======== Provided data
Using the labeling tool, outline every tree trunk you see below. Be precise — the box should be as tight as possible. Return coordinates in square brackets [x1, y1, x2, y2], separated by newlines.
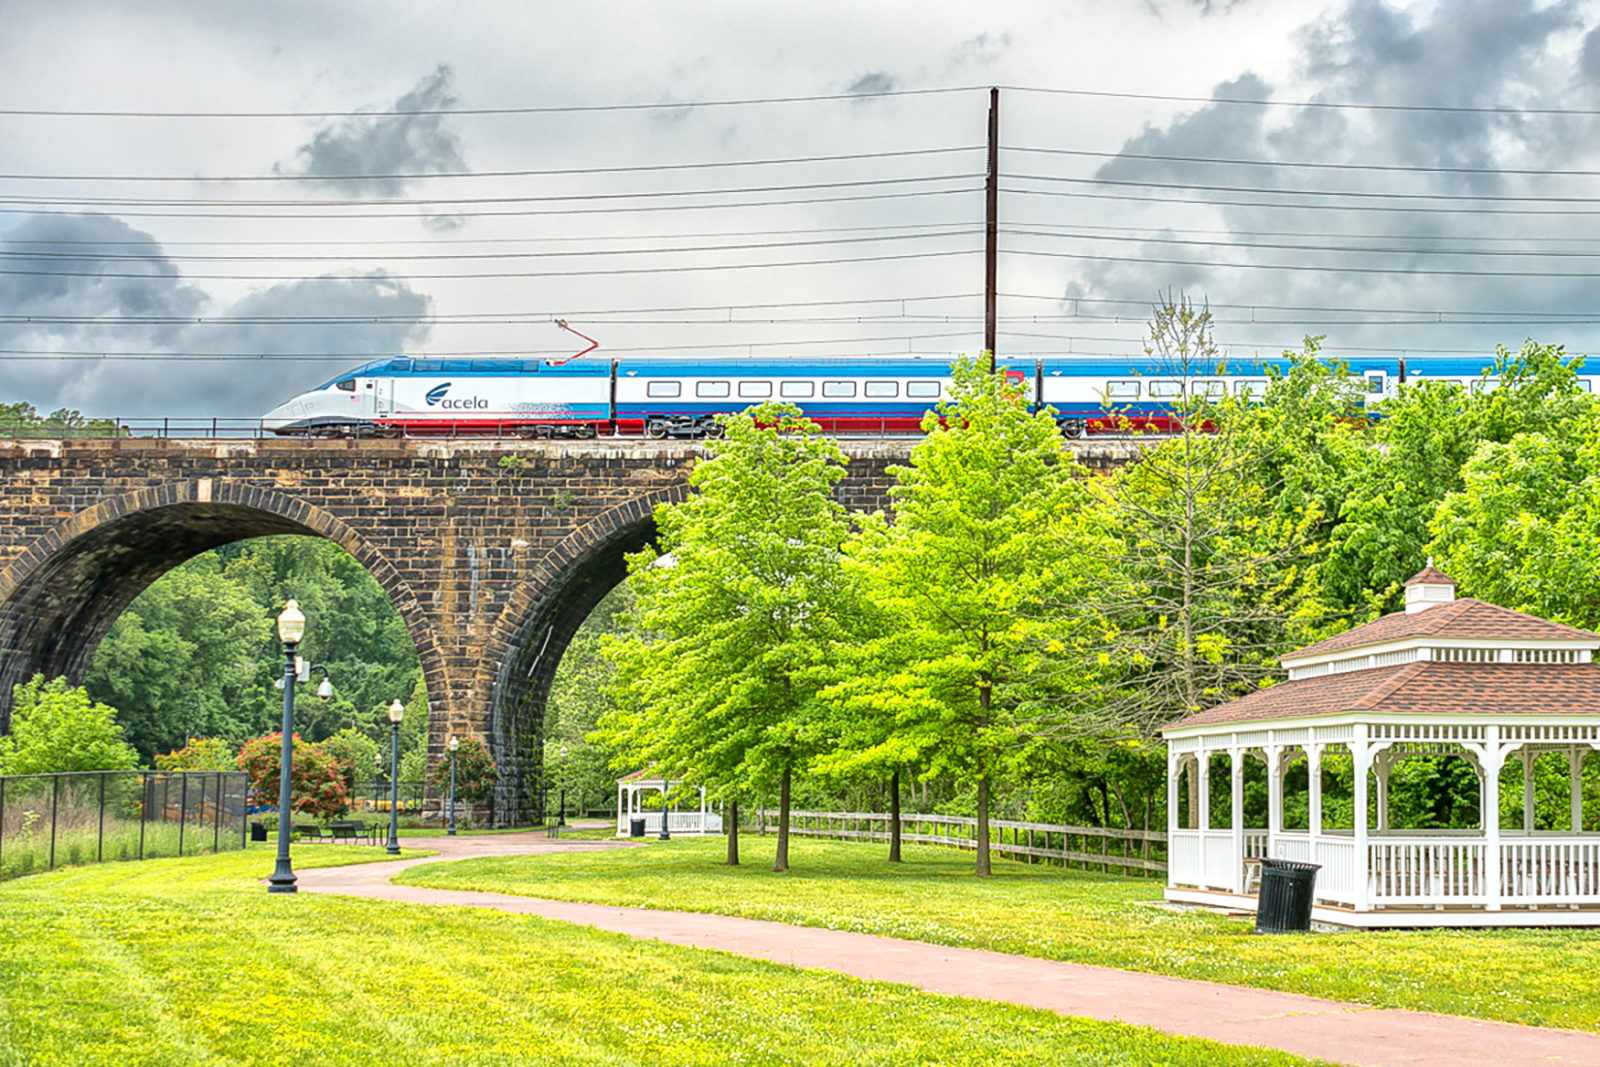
[774, 760, 792, 873]
[888, 769, 902, 863]
[725, 798, 739, 866]
[975, 774, 992, 876]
================
**Task item**:
Copy out the data above to the letter, and keep every picture out of it.

**Written solution**:
Using the labeling tool, outline every tree trunk you see below. Be precise — the box should be as tight as possible. Return coordinates in square brackets [x1, y1, x2, y2], separated by newlines.
[774, 760, 792, 873]
[888, 769, 902, 863]
[725, 798, 739, 866]
[975, 774, 992, 876]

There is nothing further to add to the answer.